**** DATA SUPPLIED

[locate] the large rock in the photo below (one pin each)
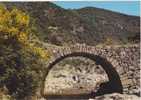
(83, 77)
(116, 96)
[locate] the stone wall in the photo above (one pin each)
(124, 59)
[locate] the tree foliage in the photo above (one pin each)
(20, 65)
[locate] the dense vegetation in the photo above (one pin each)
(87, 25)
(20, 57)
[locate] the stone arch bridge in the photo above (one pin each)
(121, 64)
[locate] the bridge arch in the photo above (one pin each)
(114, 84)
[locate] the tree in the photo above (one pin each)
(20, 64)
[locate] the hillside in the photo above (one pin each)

********
**** DATA SUPPLIED

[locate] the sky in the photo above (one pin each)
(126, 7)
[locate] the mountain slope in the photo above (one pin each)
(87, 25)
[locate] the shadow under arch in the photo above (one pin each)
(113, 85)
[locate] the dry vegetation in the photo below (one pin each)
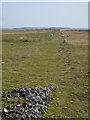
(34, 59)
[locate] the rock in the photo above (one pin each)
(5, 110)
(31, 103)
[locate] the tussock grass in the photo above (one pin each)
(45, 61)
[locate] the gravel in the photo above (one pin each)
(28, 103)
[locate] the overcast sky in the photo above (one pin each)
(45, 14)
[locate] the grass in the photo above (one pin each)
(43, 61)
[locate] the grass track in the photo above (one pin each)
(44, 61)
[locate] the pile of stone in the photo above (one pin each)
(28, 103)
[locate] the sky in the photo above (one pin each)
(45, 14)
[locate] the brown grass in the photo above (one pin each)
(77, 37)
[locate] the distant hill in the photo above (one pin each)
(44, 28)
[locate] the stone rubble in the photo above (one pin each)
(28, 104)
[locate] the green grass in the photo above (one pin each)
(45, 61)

********
**** DATA SUPPLIED

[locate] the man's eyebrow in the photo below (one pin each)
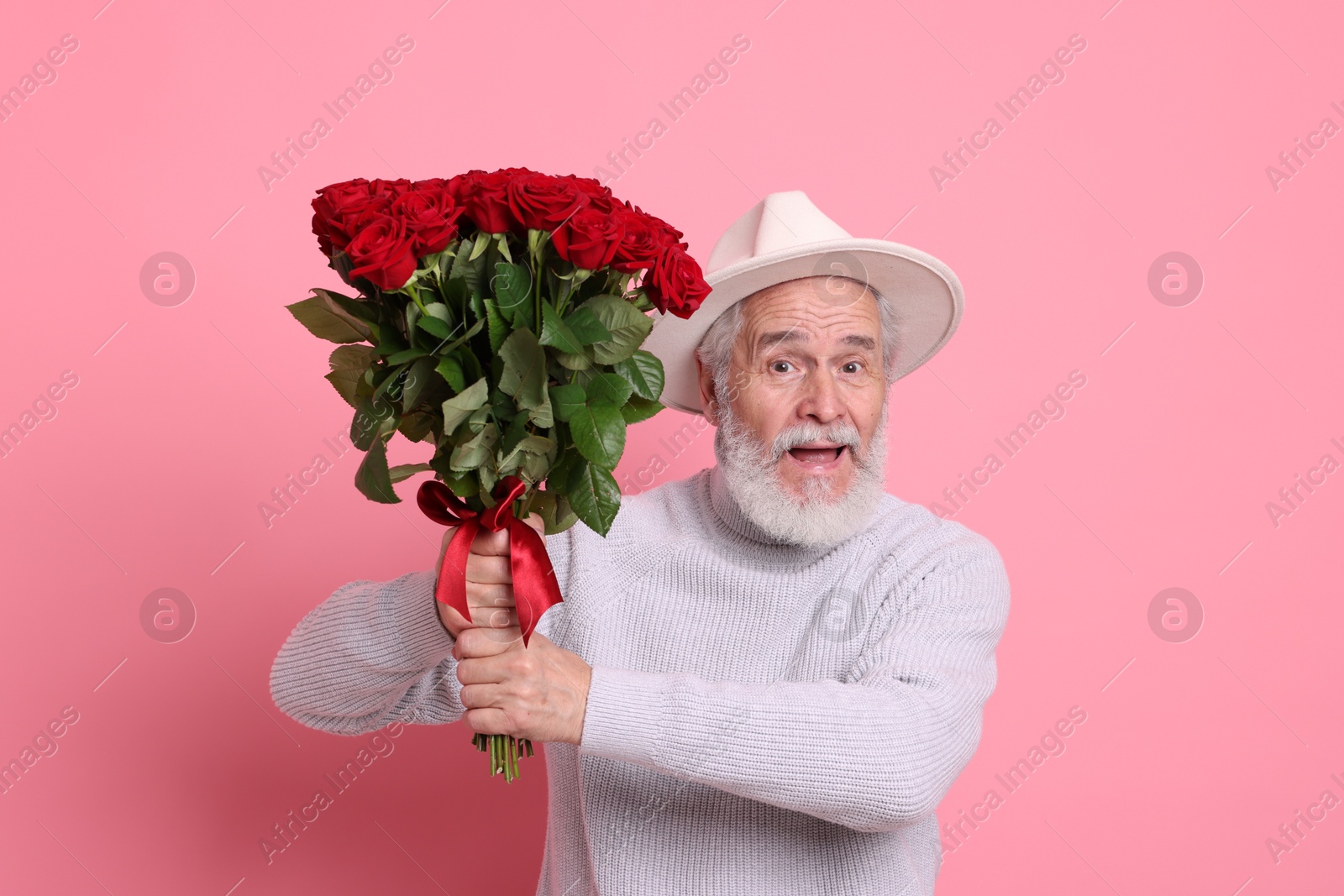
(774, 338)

********

■ YOUR TASK ■
Would you please copy exactly the part of the entries above that begins at the line containing "[locate] the stone wall" and ends at the line containing "[locate] the hillside", both lines included?

■ ANSWER FOR THE TASK ■
[locate] the stone wall in the photo above (one pin each)
(124, 59)
[locate] the tree foliage in the photo above (one pin each)
(20, 65)
[locate] the dense vegetation in the photo above (one pin each)
(87, 25)
(20, 57)
[locate] the stone arch bridge in the photo above (one pin each)
(121, 64)
[locate] the bridge arch in the photo above (one pin each)
(114, 84)
[locate] the tree in the photo above (one pin each)
(20, 64)
[locate] the hillside in the photo above (one pin each)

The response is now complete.